— begin Supplied passage —

Browse Tag

shenandoah valley

In front of the camel

Terre Rouge 1999 Syrah Sentinel Oak Pyramid Block (Shenandoah Valley) — This is the first (from a once-mighty stash) that I’d call fully mature, though I say that believing it’s a bit of an outlier. A thicker, pastier version of the classic Rhône “meat liqueur,” here more texturally hide-like than the norm. It’s in a really, really good place…or, at least, this bottle is. (5/16)

Sentinental reasons

Domaine de la Terre Rouge 1999 Syrah Sentinel Oak Pyramid Block (Shenandoah Valley) – 14.5. Rich, ripe, round. Fulsome baked fruit, sun, arbor, and antique desk. While this has definitely matured, in some ways, I think its very far from anything resembling a demise, and so I continue to drink mine slowly. (8/12)


Domaine de la Terre Rouge 1999 Syrah Sentinel Oak Pyramid Block (Shenandoah Valley) – This is really singing at the moment. Very early maturity, but still enough maturity to have made it worth the wait. The wine is brown. Not in color, but in tone and aroma. There’s lingering purple, but mostly it’s brown. Baritone. Incipient autumnal. Late afternoon. I’m glad I have it in quantity, though the dozen bottles I wasted over the years hoping for the slightest bit of development…well, I wish I had them back. (10/11)

Guard do-tree

Domaine de la Terre Rouge 1999 Syrah Sentinel Oak Pyramid Block (Shenandoah Valley) – 14.5%. I bought a pretty fair quantity of this wine, a long while back, from a store that was closing (well, moving) and clearing out full cases of whatever it didn’t want to move at pretty extraordinary prices. This was one of the offerings, and I acquired it for a song. That song, however, has been playing the same tune over and over for about a decade, to the point where I had almost given up on the wine ever moving from its highly primary and decidedly uncomplex starting point. Well, things have changed, and in a hurry (at least based on this bottle). Wonderfully mature, though early in that period, with smoke and dust eddying bacon, dried quince, and hedgehog mushroom aromas into a low-atmosphere helix of deliciousness. The structure has not fallen away, but is well-resolved enough to really let these lovely aromas through. I have little confidence that the rest of the bottles will be identically expressive – that’s how bottle (really, cork) variation works – but there is, at last, a glimpse of this wine’s delicious endgame. (10/11)


Easton 1998 Zinfandel “Estate” (Shenandoah Valley) – 15.1%. I drank through a fair quantity of this in lingering disappointment, as it never seemed to budge from its youthful expression of fulsome, arboreal fruitiness no matter how many years passed. Well, I think I’ve found the magic number, or at least this particular bottle has. Well into a developed stage of autumnal arbor, with meat and herb waving from the horizon. It’s still fruity, but the wild black juiciness is tempered by an encrustation of black pepper. And frankly, the alcohol is virtually unnoticeable; so much so that based on organoleptic evidence alone, I’d have guessed something much lower (looking at the wine’s adhesiveness to a glass tells a different story, but that’s cheating). This is a lot more interesting now than it was. (5/11)

— end Supplied passage —
— begin Listed records —

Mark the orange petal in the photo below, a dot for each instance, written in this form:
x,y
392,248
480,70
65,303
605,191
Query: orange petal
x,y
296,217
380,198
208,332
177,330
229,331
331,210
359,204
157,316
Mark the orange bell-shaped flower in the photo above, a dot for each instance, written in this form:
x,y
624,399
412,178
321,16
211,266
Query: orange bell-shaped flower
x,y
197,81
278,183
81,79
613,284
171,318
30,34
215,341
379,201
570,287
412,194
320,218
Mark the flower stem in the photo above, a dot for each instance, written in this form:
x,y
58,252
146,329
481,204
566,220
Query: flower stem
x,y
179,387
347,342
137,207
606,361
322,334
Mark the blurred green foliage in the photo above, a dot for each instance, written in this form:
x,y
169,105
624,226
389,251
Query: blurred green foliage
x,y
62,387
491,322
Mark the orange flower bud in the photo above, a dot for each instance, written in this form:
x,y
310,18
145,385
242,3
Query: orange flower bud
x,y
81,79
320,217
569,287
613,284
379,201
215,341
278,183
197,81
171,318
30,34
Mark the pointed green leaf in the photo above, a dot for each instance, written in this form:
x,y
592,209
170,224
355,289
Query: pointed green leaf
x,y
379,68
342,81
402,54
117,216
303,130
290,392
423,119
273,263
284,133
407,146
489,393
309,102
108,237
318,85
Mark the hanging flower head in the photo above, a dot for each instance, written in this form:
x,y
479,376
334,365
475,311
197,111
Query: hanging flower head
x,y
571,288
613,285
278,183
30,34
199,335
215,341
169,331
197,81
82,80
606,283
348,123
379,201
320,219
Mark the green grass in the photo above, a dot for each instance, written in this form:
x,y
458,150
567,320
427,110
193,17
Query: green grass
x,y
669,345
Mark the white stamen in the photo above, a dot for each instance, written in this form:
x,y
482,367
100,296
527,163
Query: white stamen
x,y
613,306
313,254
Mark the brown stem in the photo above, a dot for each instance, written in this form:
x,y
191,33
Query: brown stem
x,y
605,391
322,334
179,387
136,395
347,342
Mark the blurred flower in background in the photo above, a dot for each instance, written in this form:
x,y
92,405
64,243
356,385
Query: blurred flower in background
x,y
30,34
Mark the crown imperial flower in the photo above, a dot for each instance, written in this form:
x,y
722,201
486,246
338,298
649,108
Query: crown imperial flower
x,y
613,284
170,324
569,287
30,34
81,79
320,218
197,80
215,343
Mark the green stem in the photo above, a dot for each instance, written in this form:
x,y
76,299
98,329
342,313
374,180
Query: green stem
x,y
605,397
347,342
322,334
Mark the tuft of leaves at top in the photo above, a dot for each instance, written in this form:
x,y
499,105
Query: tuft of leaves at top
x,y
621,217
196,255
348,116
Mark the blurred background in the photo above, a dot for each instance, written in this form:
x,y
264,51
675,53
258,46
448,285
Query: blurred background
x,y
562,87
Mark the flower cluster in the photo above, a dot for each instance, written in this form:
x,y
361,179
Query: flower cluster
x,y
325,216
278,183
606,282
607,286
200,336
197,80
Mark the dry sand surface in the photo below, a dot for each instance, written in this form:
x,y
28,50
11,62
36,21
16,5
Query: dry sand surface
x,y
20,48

— end Listed records —

**Tasks to perform**.
1) What alcohol percentage do the tasting notes give for the Easton 1998 Zinfandel "Estate"?
2) Reproduce everything in the records from the line containing "Mark the blurred background" down to the end of the records, with both ends included.
The tasting notes and the records come from separate sources.

**Answers for this exercise**.
1) 15.1%

2)
Mark the blurred background in the photo above, a dot for each instance, written in this form:
x,y
264,51
675,53
258,46
448,285
Query: blurred background
x,y
562,87
Mark the flower cluster in the photo above, a dot for each instance, written in this form:
x,y
361,179
Query: flower cluster
x,y
325,216
278,183
606,282
607,286
200,336
197,80
Mark the dry sand surface in the photo below, a dot for each instance, written in this form:
x,y
28,50
11,62
36,21
16,5
Query: dry sand surface
x,y
20,48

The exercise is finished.